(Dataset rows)
<<<<
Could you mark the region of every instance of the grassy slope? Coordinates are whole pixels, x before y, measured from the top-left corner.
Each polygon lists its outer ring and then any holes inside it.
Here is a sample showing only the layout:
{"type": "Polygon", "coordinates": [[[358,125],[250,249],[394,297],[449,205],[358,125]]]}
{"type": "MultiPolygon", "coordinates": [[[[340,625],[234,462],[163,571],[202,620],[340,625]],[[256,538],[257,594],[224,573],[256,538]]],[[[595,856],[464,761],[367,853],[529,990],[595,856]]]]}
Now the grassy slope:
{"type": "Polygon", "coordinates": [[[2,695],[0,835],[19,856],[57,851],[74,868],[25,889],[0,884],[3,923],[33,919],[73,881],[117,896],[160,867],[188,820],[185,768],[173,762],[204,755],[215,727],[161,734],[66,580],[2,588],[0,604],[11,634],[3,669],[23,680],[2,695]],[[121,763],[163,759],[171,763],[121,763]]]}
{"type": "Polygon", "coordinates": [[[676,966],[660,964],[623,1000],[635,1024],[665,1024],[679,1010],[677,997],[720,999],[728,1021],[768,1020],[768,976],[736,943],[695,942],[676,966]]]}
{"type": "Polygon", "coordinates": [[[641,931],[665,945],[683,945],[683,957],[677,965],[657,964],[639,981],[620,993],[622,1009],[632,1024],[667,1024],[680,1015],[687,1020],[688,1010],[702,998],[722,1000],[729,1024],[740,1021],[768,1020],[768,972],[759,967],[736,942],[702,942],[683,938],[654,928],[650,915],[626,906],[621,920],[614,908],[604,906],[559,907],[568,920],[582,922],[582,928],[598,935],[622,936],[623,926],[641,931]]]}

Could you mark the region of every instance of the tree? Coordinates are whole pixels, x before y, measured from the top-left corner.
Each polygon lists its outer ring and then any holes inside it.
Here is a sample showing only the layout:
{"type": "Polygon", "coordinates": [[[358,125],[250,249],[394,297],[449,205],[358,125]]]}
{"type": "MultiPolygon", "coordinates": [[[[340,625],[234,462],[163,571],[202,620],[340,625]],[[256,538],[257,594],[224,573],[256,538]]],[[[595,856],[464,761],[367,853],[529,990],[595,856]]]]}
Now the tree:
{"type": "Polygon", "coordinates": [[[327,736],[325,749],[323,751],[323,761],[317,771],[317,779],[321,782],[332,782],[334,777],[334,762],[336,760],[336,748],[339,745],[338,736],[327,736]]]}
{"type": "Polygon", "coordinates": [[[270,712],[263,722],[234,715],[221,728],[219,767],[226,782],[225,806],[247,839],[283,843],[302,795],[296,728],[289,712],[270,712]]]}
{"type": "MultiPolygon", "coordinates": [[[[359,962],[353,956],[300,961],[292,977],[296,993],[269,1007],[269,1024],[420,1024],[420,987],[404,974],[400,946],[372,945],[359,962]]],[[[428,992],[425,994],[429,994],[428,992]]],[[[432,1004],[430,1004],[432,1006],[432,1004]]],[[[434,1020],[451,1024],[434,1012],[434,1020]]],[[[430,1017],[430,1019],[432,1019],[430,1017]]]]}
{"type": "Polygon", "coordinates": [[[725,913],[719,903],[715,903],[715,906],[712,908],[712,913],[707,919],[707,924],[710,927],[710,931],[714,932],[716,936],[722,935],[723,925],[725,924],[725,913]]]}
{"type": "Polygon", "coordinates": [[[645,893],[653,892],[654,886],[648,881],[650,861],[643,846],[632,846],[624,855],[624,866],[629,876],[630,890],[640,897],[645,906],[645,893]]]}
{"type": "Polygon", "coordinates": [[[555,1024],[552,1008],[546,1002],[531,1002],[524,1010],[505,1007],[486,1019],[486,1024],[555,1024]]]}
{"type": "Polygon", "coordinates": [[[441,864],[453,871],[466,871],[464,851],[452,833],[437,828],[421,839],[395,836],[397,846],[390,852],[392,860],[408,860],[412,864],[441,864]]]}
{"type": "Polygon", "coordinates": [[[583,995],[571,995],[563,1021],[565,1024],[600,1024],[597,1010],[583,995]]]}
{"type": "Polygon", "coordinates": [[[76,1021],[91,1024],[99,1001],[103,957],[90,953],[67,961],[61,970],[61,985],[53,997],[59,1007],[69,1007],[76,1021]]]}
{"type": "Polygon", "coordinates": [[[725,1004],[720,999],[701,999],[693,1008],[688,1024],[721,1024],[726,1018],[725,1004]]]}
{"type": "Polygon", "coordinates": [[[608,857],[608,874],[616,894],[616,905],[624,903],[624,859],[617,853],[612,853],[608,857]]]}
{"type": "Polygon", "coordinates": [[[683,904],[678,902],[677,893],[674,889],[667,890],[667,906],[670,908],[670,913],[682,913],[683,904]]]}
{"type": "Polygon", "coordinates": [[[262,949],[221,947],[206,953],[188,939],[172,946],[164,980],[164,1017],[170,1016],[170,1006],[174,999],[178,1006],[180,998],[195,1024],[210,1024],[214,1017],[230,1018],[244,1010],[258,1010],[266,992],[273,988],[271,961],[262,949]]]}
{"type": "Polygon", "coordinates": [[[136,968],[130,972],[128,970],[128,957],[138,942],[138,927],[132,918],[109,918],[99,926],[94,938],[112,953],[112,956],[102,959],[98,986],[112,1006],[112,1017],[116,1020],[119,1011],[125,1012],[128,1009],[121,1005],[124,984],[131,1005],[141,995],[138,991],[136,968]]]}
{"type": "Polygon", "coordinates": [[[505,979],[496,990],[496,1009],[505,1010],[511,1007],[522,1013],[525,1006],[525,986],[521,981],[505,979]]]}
>>>>
:: Exercise ::
Identify every line of the dataset rows above that holds the word "pixels", and copy each such line. Case counts.

:: Written reply ::
Could you mark the region of every instance of the grassy slope? Coordinates are whole pixels, x before y, measured from the top-left corner.
Could you mark the region of every instance of the tree? Coordinates are whole pixels, x before y, measured from the top-left corner.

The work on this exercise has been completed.